* TASK DETAILS *
Write each entry out again verbatim, pictures excluded.

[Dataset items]
——————

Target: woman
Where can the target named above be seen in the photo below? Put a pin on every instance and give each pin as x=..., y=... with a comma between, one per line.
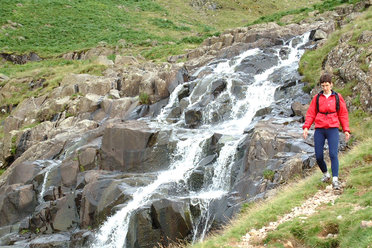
x=327, y=110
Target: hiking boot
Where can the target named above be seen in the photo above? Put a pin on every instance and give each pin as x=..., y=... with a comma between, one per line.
x=326, y=178
x=336, y=185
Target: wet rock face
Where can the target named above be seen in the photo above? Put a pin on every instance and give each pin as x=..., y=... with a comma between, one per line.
x=128, y=147
x=257, y=64
x=165, y=222
x=16, y=202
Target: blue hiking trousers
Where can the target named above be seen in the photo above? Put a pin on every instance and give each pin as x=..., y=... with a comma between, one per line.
x=333, y=136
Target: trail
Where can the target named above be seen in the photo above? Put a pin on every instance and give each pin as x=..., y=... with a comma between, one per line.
x=309, y=207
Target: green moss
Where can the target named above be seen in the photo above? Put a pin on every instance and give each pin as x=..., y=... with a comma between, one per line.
x=268, y=175
x=144, y=98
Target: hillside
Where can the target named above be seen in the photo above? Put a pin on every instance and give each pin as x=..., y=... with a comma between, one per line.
x=75, y=77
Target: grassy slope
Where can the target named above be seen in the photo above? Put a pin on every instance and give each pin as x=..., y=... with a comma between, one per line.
x=58, y=26
x=354, y=205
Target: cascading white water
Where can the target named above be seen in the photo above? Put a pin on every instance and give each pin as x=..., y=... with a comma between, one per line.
x=48, y=165
x=189, y=151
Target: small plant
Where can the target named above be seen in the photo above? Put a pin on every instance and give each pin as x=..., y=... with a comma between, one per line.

——————

* RESPONSE FOR THIS EXERCISE *
Target: woman
Where can the target named above be seen in the photo below? Put a pin on every instance and give each pin as x=..., y=... with a comma between, one per line.
x=327, y=110
Target: hiking boot
Where can the target named above be seen in the photo above? Put a pin on every instance and give each pin as x=..., y=... with a comma between, one per line.
x=326, y=178
x=336, y=185
Target: wet rock face
Where can the target named above be seen in the photo above? Put a pin on every instance and give each pin as x=..., y=... with a comma between, one per line.
x=128, y=147
x=257, y=64
x=165, y=222
x=16, y=202
Target: blue hiking trousers
Where can the target named above be seen in the photo above? Put a pin on every instance and give each pin as x=..., y=... with a comma between, one per line.
x=333, y=136
Target: trail
Where can the target named above be seen in the photo above? Put a pin on every instance and give each pin as x=..., y=... with a comma between, one per line.
x=309, y=207
Target: green moss
Where can the target named above be seen in the photo above? Put a pin on every instance and give each pin as x=..., y=... with a comma between, one per line.
x=268, y=175
x=144, y=98
Target: hillside
Where can the target named above be seen in the photo above? Put a pin on every instance and give each pin as x=..., y=... with a comma between, one per line.
x=75, y=77
Target: grassy slope
Where can the target named above be seen in the photo above? Put a pin on every instance and give each pin as x=..., y=... with a comma between, one per line.
x=58, y=26
x=354, y=205
Target: cascading white water
Where can the target named above be seen in the photo above? Put a pin on every instance and give each pin as x=..., y=... with a comma between, one per line.
x=48, y=165
x=189, y=151
Target: small plant
Where can the target named above be seen in the photo above? Put a pin on every instance and give each pin as x=..., y=... with a comma between, one per line.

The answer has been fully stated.